▶ **TRECHO DO TEXTO**:
═══

Há 200 anos, nascia Karl Marx. Em 1818, a Alemanha continuava não unificada, mas estava sob forte domínio do império prussiano. Sua região natal, a Renânia, por conta da proximidade à França, era alimentada por sonhos de liberdade política soprados pela Revolução Francesa. Chegou a ser parte da República Francesa até 1815, quando fora anexada pela Prússia.
Consequência disso, a região era foco de reivindicações liberais de vários matizes. Dos mais extremos radicais democratas aos mais moderados. A família de Marx encontrava-se entre os últimos. Este ambiente em que viveu e desenvolveu-se foi um dos impulsos para que, ainda em sua juventude, Marx estivesse do lado da intelectualidade progressista de sua época, conhecida como a esquerda hegeliana.
Foi, até 1842, um democrata radical. Declarado entusiasta de uma revolução liberal na Alemanha. Até esse ano exercia febril atividade jornalística contra o Império. Criticava a falta da liberdade de imprensa, as leis de defesa da propriedade aristocrática, a falta de liberdade de indústria. Punha-se constantemente ao lado da classe mais numerosa e popular da Alemanha de então: o campesinato.

═══

▶ **O QUE FAZER**:
- 1) No texto sobre o nascimento de Karl Marx, até que ano a Renânia fez parte da República Francesa?
- 2) Dê seguimento ao texto sobre a juventude de Karl Marx a partir da última frase apresentada.

▶ **EXTRATO DE DADOS**:

═══

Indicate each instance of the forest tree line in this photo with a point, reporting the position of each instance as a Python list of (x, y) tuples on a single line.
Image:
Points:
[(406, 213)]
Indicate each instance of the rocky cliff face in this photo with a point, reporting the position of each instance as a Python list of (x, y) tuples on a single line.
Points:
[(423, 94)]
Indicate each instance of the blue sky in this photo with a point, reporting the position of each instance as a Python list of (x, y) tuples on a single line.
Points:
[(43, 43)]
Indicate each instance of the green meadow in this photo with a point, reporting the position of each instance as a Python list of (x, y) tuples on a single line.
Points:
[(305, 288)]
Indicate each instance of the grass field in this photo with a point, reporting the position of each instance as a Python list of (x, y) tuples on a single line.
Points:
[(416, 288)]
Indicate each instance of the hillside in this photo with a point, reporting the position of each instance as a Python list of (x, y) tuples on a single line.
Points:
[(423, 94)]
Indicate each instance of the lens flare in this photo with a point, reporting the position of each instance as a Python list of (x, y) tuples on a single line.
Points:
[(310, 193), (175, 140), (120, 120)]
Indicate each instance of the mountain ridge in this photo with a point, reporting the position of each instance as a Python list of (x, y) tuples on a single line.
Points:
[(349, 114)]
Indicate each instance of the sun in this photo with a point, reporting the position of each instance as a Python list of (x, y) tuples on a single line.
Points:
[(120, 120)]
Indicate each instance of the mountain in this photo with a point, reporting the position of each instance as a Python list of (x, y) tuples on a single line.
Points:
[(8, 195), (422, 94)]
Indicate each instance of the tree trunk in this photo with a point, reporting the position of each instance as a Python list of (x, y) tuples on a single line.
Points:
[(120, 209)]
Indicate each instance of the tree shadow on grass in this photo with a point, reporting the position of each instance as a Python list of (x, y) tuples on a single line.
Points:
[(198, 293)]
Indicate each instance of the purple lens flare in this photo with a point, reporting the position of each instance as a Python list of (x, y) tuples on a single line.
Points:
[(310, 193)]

═══

▶ **RESULTADOS**:
- 1) Até 1815, quando foi anexada pela Prússia.

- 2)
No entanto, perseguido pelo Estado Prussiano, Marx é forçado a deixar temporariamente a luta política e exilar-se na França. Aqui, fará um duplo movimento, teórico e prático, que marcará toda a sua vida. Em teoria, passa a criticar a filosofia e a ciência burguesas, iniciando pelo seu ápice: a obra de seu mestre, Hegel. No campo prático, seu exílio em solo francês permite conhecer um movimento operário e comunista que começava a se gestar, recém-nascido das camadas traídas pelos limites da revolução burguesa.
É dessa época que surge sua parceria com Friedrich Engels, outro jovem liberal radicalizado que, em breve, passará às fileiras dos intelectuais comunistas. Marx e Engels empenham-se na luta ideológica contra todas as formas de socialismo utópico. Polemizam com a esquerda hegeliana, com o anarquismo pequeno-burguês de Proudhon, com as correntes que se baseavam no socialismo francês de Saint-Simon. Nesta luta, dão coerência teórico-filosófica à consciência histórica da classe operária. Traduzem em ciência a atividade revolucionária desta classe.
Desta parceria, logo surgirá o Manifesto do Partido Comunista, muito provavelmente o documento político mais importante da história da humanidade. Nele, é apresentada a primeira sistematização do socialismo científico em termos simples, que seriam devorados pelo combativo operariado europeu de então. O texto é uma das provas de que a atividade científica de ambos só se completava com sua atividade prática militante. Ele marcava a coroação da transformação da antiga Liga dos Justos em Liga dos Comunistas, por direta influência de Marx e Engels, que estavam entre seus quadros dirigentes.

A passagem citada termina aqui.